# Your task
Return the material below word for word, from its first line through the line that contains "POLYGON ((0 279, 0", including that line.

>> START Input rows

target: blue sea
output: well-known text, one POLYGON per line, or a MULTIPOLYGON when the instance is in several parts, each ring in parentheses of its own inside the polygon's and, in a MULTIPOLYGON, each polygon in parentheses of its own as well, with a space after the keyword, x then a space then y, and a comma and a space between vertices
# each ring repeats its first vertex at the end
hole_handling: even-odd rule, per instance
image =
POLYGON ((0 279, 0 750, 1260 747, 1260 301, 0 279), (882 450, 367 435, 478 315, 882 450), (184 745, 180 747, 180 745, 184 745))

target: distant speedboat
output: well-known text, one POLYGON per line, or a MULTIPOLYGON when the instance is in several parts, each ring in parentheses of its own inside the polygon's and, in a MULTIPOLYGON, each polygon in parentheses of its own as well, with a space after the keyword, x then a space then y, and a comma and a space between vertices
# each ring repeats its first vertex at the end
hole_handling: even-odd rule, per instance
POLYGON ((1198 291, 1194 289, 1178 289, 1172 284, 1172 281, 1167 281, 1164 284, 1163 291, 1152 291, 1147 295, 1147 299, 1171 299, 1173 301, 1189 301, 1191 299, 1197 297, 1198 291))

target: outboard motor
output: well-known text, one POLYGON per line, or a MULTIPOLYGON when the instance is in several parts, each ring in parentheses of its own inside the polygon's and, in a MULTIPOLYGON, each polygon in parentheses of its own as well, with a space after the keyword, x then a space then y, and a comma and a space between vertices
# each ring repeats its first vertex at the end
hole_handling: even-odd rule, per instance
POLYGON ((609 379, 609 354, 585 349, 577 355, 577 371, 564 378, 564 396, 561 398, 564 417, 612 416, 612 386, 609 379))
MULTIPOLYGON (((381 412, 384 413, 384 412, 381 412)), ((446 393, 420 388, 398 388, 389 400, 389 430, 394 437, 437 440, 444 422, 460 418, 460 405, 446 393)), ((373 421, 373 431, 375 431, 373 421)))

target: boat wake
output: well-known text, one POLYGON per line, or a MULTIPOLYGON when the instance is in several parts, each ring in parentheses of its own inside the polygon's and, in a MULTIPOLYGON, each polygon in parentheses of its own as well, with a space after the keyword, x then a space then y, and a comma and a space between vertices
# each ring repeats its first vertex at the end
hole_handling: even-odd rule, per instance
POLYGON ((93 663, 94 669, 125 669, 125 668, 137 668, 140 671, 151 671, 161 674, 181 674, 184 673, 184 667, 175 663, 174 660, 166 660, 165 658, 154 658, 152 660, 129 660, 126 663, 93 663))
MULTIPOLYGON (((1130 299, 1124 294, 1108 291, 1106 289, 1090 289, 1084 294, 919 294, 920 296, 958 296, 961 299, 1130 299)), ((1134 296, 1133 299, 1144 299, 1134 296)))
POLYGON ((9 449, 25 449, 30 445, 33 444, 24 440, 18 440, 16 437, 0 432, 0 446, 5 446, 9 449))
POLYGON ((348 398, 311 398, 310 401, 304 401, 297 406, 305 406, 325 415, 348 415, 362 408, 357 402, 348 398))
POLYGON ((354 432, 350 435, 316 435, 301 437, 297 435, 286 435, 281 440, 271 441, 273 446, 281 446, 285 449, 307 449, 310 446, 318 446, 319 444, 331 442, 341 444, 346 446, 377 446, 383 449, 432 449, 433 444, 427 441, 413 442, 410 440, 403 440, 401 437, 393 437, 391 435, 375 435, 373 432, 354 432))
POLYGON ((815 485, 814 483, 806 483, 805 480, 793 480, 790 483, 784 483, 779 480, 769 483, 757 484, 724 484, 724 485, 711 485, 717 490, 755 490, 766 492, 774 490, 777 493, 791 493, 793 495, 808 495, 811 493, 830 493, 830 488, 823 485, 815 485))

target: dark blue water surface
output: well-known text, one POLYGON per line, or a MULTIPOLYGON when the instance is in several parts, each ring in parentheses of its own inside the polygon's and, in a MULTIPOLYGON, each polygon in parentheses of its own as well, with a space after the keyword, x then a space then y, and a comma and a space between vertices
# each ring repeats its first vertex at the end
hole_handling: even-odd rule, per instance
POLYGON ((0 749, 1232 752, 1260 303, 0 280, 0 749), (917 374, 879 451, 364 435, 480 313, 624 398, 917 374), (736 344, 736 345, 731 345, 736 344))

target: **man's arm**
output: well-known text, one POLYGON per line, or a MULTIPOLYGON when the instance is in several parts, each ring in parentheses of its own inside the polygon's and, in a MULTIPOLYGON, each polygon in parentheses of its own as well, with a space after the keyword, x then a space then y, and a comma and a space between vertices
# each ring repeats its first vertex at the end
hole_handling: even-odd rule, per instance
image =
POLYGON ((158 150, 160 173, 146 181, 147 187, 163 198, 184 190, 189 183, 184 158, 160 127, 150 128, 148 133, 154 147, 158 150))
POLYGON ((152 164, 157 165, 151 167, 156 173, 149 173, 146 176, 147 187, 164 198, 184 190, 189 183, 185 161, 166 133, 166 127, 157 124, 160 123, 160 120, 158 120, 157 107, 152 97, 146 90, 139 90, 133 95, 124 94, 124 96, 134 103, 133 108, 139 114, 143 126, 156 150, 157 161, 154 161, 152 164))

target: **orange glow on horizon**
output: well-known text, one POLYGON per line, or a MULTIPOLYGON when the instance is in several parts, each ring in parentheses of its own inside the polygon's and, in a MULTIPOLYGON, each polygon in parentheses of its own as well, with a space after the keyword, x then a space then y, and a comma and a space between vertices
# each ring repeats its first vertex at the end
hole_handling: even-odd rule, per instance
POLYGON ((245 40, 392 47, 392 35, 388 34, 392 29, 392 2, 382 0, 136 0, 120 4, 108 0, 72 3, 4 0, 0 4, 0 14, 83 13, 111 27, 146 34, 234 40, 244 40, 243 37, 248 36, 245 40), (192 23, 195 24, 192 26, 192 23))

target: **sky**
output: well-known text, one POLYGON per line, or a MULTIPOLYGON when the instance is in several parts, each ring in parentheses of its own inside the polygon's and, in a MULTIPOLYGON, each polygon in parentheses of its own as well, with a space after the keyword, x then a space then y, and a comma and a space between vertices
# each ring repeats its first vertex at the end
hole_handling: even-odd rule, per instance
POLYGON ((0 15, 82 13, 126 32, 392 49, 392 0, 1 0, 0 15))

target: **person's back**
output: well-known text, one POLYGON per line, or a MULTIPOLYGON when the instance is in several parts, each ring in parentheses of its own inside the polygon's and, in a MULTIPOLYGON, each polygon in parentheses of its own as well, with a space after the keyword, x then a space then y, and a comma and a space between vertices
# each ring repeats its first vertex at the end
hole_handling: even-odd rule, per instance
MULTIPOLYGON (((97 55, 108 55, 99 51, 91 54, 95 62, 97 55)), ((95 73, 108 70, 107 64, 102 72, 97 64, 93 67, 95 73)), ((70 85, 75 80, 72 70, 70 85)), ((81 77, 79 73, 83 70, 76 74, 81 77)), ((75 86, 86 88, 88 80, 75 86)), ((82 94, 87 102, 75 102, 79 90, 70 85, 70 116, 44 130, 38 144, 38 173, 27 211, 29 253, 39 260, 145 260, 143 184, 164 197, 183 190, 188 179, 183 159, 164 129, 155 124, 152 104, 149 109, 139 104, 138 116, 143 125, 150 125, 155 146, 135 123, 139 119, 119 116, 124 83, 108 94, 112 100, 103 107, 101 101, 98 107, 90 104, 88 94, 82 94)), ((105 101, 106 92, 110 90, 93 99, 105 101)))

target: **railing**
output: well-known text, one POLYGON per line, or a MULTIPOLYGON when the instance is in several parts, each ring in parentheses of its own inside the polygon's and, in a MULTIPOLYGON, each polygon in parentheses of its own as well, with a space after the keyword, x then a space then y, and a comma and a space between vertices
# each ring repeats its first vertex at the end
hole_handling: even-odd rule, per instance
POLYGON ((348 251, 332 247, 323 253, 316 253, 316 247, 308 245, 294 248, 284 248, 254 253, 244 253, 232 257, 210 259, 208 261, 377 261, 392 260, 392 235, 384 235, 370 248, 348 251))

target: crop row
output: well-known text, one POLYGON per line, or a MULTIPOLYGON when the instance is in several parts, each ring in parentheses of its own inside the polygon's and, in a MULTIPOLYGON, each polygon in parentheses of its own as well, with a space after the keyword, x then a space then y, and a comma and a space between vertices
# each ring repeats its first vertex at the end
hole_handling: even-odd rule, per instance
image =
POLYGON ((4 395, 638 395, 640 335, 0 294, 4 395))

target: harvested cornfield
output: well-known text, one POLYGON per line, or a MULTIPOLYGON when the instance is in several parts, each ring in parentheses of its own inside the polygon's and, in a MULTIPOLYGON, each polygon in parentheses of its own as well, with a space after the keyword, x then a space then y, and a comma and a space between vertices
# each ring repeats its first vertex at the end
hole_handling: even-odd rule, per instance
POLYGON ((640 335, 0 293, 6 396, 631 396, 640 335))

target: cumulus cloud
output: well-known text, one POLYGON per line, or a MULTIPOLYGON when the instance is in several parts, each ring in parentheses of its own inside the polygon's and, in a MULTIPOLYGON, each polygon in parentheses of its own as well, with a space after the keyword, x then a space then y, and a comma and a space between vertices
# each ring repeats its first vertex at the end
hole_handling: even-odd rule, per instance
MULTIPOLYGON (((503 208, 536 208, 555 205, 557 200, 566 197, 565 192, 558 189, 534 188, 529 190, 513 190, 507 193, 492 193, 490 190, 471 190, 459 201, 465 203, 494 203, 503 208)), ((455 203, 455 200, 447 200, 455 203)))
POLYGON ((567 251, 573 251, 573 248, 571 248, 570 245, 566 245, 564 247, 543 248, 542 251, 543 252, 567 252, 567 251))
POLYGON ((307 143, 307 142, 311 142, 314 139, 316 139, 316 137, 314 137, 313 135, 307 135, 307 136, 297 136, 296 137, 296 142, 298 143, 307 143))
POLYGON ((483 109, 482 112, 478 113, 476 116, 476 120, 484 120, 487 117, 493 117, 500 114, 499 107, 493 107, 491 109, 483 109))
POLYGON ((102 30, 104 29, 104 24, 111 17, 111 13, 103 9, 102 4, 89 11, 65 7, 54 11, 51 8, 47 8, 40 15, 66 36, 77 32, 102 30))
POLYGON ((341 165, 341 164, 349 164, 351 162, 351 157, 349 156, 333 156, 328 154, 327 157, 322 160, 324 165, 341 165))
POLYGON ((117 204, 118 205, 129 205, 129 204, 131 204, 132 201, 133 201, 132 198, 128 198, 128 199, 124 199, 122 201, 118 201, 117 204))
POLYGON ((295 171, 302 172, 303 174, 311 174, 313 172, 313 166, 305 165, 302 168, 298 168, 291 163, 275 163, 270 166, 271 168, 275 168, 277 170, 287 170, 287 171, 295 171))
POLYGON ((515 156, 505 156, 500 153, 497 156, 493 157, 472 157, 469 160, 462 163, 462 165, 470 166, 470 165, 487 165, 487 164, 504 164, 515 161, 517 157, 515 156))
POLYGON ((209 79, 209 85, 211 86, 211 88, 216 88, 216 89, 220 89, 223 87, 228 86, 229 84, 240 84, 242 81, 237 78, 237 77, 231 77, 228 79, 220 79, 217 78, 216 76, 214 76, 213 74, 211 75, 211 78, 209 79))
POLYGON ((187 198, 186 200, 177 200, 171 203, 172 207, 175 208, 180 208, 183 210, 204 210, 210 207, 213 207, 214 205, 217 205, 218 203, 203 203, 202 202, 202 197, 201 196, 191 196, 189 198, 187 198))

>> END Input rows

# Task response
target: blue sea
output: well-known text, one POLYGON per line, or a MULTIPOLYGON when the instance is in several parts, each ring in parentheses of its own inside the polygon's and, in a MULTIPOLYGON, each polygon in parentheses of its own as well, with a space after the keyword, x then a space then y, and a comma and a space between vertices
# each ring repeats its first vertex at the end
hole_handling: even-odd rule, per instance
image =
POLYGON ((0 279, 0 750, 1260 747, 1260 301, 0 279), (882 450, 367 435, 478 315, 882 450), (184 745, 180 747, 180 745, 184 745))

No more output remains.